**Data to process**
>> start
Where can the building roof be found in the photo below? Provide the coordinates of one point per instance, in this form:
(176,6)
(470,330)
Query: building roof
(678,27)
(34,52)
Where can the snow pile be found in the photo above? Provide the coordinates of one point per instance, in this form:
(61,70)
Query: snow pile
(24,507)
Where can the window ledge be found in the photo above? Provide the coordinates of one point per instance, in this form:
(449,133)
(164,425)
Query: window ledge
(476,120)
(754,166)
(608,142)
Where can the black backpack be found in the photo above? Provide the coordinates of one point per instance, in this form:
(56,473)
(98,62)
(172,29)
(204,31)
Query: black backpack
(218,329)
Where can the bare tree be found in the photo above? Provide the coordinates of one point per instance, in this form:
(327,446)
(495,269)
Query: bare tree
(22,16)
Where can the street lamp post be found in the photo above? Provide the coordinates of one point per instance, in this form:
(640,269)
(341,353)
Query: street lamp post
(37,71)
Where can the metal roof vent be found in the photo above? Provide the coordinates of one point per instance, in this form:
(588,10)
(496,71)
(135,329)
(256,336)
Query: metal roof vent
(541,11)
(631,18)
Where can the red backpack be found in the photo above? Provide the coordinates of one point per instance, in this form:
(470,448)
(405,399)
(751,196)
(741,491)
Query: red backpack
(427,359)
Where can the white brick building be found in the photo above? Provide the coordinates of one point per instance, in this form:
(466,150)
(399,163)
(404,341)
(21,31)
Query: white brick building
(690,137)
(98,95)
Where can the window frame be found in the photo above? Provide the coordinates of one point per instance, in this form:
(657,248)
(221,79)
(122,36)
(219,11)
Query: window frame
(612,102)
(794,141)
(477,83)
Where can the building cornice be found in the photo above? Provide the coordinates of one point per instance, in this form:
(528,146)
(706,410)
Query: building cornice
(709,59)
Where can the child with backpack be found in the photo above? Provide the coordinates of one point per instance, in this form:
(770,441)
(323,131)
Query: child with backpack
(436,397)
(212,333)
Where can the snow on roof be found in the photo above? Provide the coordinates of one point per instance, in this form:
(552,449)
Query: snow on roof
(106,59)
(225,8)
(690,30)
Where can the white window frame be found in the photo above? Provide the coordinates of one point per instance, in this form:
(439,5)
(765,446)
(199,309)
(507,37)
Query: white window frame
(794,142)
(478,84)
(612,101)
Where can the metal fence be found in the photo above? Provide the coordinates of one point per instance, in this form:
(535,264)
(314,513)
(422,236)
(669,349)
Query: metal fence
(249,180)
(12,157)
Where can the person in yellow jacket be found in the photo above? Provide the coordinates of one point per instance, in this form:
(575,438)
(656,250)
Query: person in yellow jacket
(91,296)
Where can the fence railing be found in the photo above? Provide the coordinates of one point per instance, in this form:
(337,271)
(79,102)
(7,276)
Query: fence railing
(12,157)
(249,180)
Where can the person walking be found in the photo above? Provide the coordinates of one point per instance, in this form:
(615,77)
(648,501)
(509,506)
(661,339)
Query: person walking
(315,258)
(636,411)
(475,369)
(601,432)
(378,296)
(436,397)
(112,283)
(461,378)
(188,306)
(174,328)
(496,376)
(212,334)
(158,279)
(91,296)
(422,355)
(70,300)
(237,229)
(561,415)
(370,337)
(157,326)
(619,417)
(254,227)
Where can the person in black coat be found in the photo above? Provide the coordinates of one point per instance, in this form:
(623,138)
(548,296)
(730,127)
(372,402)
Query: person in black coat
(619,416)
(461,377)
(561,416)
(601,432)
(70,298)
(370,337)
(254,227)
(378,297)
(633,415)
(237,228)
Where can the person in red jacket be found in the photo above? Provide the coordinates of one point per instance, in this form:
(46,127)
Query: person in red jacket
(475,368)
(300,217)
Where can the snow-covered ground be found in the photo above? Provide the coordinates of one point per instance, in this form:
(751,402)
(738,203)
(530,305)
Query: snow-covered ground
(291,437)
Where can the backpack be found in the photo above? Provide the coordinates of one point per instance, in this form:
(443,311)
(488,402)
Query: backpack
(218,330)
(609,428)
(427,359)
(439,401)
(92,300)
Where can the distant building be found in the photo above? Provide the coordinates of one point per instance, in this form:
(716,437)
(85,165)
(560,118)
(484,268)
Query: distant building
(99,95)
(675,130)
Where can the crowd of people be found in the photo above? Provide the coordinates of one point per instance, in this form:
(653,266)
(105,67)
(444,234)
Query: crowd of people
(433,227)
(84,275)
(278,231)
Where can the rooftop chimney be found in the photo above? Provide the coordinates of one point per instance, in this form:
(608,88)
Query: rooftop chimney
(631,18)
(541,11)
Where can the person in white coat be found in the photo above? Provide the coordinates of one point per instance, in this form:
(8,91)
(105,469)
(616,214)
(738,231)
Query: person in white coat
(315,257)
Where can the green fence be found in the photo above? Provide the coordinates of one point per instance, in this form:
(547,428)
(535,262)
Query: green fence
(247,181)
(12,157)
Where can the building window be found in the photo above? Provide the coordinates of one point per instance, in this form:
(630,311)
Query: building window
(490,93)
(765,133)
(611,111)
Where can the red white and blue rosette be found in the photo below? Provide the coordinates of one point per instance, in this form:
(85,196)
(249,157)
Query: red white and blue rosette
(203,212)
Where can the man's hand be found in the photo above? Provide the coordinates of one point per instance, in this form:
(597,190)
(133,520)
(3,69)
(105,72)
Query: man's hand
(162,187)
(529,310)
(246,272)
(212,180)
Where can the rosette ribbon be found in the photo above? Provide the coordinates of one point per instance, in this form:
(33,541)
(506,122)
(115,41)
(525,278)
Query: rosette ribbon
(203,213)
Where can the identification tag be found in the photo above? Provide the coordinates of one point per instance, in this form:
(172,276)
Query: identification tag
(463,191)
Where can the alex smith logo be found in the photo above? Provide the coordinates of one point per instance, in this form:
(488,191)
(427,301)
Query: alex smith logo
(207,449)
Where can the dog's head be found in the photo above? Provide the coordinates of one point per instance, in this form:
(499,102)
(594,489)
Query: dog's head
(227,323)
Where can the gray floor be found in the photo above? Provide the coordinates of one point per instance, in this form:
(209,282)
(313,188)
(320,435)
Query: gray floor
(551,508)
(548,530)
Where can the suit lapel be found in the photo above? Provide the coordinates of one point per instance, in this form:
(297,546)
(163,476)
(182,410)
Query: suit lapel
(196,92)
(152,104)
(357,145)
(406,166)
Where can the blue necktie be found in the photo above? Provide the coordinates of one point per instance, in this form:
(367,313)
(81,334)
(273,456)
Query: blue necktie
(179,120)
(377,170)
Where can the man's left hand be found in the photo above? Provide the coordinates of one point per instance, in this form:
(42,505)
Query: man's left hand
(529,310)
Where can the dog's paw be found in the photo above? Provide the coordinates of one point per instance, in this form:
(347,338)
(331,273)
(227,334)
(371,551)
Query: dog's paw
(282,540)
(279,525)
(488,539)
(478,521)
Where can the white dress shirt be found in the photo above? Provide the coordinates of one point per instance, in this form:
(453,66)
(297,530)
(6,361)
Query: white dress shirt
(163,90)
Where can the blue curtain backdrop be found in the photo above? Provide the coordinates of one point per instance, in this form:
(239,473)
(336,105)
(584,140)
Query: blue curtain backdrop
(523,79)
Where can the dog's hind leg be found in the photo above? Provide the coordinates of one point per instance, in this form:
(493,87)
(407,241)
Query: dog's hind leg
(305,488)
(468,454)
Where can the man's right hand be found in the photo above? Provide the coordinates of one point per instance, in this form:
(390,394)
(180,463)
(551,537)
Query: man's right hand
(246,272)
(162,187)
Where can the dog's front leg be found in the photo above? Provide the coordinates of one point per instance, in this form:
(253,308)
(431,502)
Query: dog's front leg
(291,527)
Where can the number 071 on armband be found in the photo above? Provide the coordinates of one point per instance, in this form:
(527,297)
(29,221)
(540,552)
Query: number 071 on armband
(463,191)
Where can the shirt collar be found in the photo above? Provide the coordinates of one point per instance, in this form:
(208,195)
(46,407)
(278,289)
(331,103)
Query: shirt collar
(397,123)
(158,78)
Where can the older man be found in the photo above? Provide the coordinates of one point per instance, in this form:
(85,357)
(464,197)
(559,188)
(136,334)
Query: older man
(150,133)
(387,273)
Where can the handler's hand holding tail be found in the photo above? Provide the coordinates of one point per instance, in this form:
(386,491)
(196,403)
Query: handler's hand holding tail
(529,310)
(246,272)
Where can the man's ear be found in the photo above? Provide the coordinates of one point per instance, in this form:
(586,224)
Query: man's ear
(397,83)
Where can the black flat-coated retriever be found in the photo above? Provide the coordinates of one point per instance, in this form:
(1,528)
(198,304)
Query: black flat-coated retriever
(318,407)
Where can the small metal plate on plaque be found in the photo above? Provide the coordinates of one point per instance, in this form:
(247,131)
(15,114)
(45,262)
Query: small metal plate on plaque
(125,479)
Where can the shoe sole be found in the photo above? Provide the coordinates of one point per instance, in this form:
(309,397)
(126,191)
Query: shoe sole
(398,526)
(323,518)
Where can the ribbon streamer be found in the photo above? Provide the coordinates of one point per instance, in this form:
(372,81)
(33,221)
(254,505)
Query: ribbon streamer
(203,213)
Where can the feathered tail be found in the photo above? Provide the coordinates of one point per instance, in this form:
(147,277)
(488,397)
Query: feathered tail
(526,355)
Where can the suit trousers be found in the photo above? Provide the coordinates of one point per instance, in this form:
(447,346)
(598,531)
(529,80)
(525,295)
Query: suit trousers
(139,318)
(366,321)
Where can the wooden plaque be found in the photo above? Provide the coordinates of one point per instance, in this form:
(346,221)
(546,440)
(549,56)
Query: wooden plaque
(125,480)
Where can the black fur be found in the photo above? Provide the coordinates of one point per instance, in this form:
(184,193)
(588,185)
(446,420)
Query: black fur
>> end
**Given task**
Rescale the lines between the one containing "Where can the wooden" and the end of the entries, inclusive, by repeating every one of those lines in full and multiplying each coordinate in the answers by 0.3, rounding to whole numbers with halves rounded up. Leave every other number as it stands.

**Solution to this exercise**
Where can the wooden plaque be found in the photo above? Provide the coordinates of one point per instance, in this form:
(346,221)
(546,440)
(549,56)
Query: wooden plaque
(38,144)
Where can the black fur be found in the photo above? Provide the coordinates of one point per instance, in this form:
(184,193)
(588,185)
(446,420)
Query: black fur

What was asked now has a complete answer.